• EXCERPTED TEXT:
>> start
# Help!!! Photo quality is lagging on sites such as Facebook!



## vhagen (Jul 30, 2010)

Does anyone know how to get the images to look crisp and clear on Facebook and or other sharing sites? I ask this because my photos look amazing when they arent posted to a site like facebook but when I do put them on there a lot of the quality dissapears? Does anyone know why or how to fix it?


Also, I shoot in RAW and save the file as a PNG file.. is there anything wrong with posting or saving/converting it into this file? if so how do I save it as a JPG even though its raw? I would LOVE LOVE LOVE some input! thanks!


----------



## natural.disaster (Jul 30, 2010)

I think mine looks fine uploaded to facebook....
Here is a link to one of mine if you want to check and compare it to the quality of yours. Of course mine wasnt perfect to start with..but looked pretty good to me. 
Misty Boland | Facebook


----------



## shmne (Jul 30, 2010)

What software are you using for your photos? If it handles RAW files, than it should be able to convert them into jpeg. 

I'm not sure if facebook supports uploading pngs (pngs have a lot of information that need to be read to display properly). Though facebook is known to destroy image quality anyway, I can't tell you have amazing the color looks on flickr, but on facebook the color will be just miserable.


----------



## vhagen (Jul 30, 2010)

Yeah, I just dont understand why the heck they look so bad on FB? heres my link to some of my stuff... go ahead and add me because im private to most users but take a look at my "artfully touched" album.... Im really hating that they look crappy on FB. On disc and on computer by themselves they look way better... I dont get how these other photographers can get their pictures up without the images looking so bad...? 


Misty for some reason it wasnt allowing me to even go to your page? 

Im using CS4 to save my work... and it gives me all the other file saving options except JPG.... dont know what to do?


----------



## vhagen (Jul 30, 2010)

Vanessa Hagen | Facebook

 heres my FB.. sorry forgot to add in the last thread


----------



## vhagen (Jul 30, 2010)

Orrr maybe not.... just look for vanessa Hagen on there. theres a pic of me with two other gals in the pic...


----------



## lordfly (Jul 30, 2010)

Your profile isn't public, ergo we cannot see the photos.


----------



## vhagen (Jul 30, 2010)
>> end
• ENTRIES:
>> start
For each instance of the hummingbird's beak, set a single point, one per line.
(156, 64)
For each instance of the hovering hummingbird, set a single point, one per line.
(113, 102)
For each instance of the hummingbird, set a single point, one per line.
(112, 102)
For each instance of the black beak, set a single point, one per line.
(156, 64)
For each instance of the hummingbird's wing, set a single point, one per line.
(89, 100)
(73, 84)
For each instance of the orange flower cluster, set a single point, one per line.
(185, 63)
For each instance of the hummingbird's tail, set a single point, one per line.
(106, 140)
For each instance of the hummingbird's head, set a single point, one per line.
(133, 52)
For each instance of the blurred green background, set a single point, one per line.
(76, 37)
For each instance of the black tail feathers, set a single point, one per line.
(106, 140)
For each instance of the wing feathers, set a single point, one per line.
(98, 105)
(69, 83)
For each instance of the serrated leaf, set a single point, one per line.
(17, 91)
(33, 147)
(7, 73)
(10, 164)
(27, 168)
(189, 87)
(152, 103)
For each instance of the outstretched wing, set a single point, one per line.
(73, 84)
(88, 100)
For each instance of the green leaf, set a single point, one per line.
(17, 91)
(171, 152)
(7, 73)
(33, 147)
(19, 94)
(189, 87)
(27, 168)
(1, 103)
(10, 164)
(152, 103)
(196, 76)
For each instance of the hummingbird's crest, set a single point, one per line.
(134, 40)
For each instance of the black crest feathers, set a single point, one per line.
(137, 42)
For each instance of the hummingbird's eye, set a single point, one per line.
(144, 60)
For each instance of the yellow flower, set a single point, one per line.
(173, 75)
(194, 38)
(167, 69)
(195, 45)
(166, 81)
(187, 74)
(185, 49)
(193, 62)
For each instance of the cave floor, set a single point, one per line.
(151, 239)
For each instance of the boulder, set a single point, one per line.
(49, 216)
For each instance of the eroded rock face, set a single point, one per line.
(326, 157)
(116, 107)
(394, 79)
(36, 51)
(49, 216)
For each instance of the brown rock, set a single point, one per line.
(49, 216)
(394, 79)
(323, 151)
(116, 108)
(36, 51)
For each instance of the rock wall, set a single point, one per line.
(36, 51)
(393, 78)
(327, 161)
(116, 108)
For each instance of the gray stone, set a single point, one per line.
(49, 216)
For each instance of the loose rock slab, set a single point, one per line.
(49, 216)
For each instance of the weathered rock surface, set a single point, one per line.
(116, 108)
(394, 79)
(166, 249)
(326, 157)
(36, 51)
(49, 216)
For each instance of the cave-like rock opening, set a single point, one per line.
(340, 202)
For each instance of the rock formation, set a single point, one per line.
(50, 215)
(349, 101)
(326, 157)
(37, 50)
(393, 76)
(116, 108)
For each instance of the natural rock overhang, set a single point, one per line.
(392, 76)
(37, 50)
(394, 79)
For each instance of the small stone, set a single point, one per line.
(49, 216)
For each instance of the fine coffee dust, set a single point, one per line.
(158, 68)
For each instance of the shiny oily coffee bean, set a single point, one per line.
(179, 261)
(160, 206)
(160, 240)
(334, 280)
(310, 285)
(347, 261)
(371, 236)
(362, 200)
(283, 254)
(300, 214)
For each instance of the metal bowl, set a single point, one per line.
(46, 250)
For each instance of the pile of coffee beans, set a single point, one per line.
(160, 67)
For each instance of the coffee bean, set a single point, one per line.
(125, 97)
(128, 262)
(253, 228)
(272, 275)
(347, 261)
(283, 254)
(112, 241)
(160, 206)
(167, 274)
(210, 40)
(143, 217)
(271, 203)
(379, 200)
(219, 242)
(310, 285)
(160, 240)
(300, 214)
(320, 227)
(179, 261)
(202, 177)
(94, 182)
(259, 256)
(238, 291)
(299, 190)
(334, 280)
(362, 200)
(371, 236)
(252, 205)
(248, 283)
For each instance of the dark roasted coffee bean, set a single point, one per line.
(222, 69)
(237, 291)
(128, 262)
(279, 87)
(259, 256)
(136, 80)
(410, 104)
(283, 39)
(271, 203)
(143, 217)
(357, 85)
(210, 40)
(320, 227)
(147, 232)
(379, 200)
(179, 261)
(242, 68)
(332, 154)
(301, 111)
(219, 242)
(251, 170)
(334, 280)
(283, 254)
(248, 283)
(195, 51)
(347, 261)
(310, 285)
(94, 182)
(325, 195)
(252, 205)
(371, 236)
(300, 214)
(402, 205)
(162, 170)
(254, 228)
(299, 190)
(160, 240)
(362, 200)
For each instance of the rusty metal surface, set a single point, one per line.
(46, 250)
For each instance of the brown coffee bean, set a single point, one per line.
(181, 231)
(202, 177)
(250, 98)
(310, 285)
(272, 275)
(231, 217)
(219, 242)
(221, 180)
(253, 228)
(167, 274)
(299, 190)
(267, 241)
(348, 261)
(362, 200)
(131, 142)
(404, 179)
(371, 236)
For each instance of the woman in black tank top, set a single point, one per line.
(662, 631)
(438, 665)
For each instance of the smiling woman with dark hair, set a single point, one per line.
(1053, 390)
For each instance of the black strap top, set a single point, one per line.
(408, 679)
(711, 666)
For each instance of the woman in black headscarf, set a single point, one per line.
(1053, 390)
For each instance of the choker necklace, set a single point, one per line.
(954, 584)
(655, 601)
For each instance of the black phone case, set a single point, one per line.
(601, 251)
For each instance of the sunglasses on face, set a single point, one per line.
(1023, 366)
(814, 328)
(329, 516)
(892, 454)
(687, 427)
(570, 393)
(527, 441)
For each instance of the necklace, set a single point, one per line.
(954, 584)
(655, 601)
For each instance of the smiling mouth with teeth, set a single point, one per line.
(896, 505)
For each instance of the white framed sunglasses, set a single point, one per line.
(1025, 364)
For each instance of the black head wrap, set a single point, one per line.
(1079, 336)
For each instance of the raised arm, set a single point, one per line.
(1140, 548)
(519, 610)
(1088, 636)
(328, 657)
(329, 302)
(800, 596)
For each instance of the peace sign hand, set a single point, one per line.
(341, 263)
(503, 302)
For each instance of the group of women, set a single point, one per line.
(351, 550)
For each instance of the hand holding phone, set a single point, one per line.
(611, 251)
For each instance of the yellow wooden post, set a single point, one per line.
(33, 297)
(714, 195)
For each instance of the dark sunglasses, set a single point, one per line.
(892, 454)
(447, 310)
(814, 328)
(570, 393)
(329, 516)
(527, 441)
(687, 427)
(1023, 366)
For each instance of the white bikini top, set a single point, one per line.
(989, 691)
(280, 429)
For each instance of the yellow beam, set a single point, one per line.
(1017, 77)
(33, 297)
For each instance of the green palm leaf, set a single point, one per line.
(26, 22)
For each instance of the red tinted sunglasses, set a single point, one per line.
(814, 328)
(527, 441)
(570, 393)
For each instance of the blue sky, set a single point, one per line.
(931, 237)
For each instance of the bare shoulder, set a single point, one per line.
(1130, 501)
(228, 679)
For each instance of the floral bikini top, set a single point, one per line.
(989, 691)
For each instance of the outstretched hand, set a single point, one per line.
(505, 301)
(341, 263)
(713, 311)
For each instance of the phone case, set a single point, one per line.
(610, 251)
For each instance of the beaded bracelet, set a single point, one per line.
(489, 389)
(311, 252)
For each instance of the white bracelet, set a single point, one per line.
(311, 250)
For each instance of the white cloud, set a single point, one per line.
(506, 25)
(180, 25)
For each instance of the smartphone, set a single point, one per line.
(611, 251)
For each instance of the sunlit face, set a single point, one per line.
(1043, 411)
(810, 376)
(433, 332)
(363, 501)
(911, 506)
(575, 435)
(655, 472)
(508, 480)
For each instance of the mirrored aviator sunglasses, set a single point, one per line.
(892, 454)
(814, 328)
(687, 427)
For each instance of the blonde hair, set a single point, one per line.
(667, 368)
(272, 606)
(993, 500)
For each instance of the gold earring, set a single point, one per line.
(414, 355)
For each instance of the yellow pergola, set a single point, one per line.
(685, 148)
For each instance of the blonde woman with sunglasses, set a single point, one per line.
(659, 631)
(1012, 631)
>> end
• WHAT YOU NEED TO DO:
Continue the forum thread about photo quality on Facebook from its last line. The items play no part in what follows.

• THE RESPONSE:
yeah ill have to make that album public so I can get some critque.... for some reason MOST of the photographers I have met have been ever so rude to not want to share how they are able to learn to take the shots they take and make them look amazing... I know everyone has their own way of doing things BUT why do they have to be so rude!?


----------



## Noonz (Jul 30, 2010)

PNG would be the best file format to save images to facebook(saves a lot of the quality). The best thing you could do is reduce the size of your images according to the default sizes on facebook (which is 720x463 - landscape) or something close to that. When you upload larger files, facebook compresses them. If they didnt, i dont think the Facebook server would be able to withhold so many millions of photographs people upload from all around the world..


----------



## vhagen (Jul 30, 2010)

its publicly available to veiw at least it should be on FB.... Vanessa Hagen and then the "artfully touched" album


----------



## vhagen (Jul 30, 2010)

Noonz said:


> PNG would be the best file format to save images to facebook(saves a lot of the quality). The best thing you could do is reduce the size of your images according to the default sizes on facebook (which is 720x463 - landscape) or something close to that. When you upload larger files, facebook compresses them. If they didnt, i dont think the Facebook server would be able to withhold so many millions of photographs people upload from all around the world..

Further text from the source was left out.